Start of SUPPLIED TEXT

ART PAPERS
- Editor: Sarah Higgins
- Categories: Art magazines
- Frequency: Quarterly
- Founded: 1976
- First issue: February 1977
- Final issue: Fall 2023
- Country: United States
- Based in: Atlanta, Georgia
- Language: English
- Website: artpapers.org
- ISSN: 0278-1441

= Art Papers =

American art magazine and nonprofit

ART PAPERS is an Atlanta-based bimonthly art magazine and non-profit organization dedicated to the examination of art and culture in the world today. Its mission is to provide an independent and accessible forum for the exchange of perspectives on the role of contemporary art as a socially relevant and engaged discourse. This mission is implemented through the publication of ART PAPERS magazine and the presentation of public programs.

End of SUPPLIED TEXT
Start of GIVEN DATA

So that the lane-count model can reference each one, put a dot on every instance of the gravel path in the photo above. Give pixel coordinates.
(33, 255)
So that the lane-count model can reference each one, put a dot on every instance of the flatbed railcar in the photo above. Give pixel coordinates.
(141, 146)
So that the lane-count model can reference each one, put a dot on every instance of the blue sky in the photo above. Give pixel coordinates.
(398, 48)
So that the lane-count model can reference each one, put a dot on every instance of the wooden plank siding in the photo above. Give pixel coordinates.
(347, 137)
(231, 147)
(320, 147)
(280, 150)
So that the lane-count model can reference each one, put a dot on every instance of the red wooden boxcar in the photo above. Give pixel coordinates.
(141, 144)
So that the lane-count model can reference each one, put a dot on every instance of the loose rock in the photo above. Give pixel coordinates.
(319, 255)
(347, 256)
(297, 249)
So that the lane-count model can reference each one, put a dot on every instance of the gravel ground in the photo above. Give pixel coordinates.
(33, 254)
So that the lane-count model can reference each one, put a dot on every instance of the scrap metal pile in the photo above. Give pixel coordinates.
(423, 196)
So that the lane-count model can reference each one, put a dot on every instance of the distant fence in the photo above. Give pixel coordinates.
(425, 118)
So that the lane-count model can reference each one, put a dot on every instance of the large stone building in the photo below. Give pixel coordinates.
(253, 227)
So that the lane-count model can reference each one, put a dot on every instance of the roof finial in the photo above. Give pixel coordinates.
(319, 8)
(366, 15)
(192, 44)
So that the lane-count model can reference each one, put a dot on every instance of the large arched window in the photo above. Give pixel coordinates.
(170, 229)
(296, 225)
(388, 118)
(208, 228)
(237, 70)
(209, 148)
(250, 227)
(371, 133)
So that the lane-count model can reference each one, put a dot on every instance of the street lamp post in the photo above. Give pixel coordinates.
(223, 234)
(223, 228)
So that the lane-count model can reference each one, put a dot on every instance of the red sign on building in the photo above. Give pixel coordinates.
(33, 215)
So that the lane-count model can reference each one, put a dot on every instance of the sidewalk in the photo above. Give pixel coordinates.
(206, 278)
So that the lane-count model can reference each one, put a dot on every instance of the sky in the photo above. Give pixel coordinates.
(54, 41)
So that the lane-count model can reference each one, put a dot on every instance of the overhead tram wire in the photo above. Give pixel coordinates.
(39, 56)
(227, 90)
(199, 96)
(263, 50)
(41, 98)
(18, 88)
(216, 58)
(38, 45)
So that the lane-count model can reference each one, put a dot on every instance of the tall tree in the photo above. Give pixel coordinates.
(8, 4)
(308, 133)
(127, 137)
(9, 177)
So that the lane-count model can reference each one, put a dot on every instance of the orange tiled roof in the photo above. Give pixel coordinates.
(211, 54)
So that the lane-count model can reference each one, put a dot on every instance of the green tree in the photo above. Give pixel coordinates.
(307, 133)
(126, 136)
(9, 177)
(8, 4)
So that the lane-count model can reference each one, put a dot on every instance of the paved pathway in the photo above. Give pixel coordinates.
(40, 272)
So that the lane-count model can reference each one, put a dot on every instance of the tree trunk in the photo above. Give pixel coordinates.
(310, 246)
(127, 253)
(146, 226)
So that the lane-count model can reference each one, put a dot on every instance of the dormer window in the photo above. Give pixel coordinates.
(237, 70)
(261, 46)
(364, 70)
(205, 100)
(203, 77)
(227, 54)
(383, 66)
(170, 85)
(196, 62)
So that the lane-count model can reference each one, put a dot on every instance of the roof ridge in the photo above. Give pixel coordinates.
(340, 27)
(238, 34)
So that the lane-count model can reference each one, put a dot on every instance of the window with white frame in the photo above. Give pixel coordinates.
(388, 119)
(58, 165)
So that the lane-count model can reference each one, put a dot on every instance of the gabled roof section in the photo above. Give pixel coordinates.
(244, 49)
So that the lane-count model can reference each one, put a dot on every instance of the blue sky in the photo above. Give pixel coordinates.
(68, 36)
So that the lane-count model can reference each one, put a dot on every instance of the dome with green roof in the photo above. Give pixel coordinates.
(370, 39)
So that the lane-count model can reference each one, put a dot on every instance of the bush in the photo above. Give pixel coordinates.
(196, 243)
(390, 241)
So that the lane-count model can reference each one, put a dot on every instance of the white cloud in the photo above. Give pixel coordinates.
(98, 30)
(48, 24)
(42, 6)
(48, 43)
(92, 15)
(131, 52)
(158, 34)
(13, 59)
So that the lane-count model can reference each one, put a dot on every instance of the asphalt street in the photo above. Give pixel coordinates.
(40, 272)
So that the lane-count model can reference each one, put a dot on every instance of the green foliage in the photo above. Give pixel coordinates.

End of GIVEN DATA

### JOBS
1) In the Art Papers text, rewrite the paragraph that begins "ART PAPERS is an Atlanta-based" as a short bulleted list that keeps its main facts.
2) Using the Art Papers text, decide whether each statement agrees with it. Answer yes or no for each and quote the words that decide it.
(a) The magazine is based in Atlanta, Georgia.
(b) The first issue came out in 1976.
(c) The organization pursues its mission only by publishing the magazine.
3) Reproduce a passage of the Art Papers text word for word. Begin at the words "American art magazine" and stop after "of public programs.".

### WORKED SOLUTIONS
1)
- ART PAPERS is an art magazine and nonprofit organization based in Atlanta.
- It examines art and culture in today's world.
- Its mission is to offer an independent, accessible forum where people can exchange views on contemporary art as a socially relevant and engaged discourse.
- It carries out this mission by publishing ART PAPERS magazine and presenting public programs.

2)
(a) Yes: "Based in: Atlanta, Georgia"
(b) No: "First issue: February 1977"
(c) No: "through the publication of ART PAPERS magazine and the presentation of public programs"

3)
American art magazine and nonprofit

ART PAPERS is an Atlanta-based bimonthly art magazine and non-profit organization dedicated to the examination of art and culture in the world today. Its mission is to provide an independent and accessible forum for the exchange of perspectives on the role of contemporary art as a socially relevant and engaged discourse. This mission is implemented through the publication of ART PAPERS magazine and the presentation of public programs.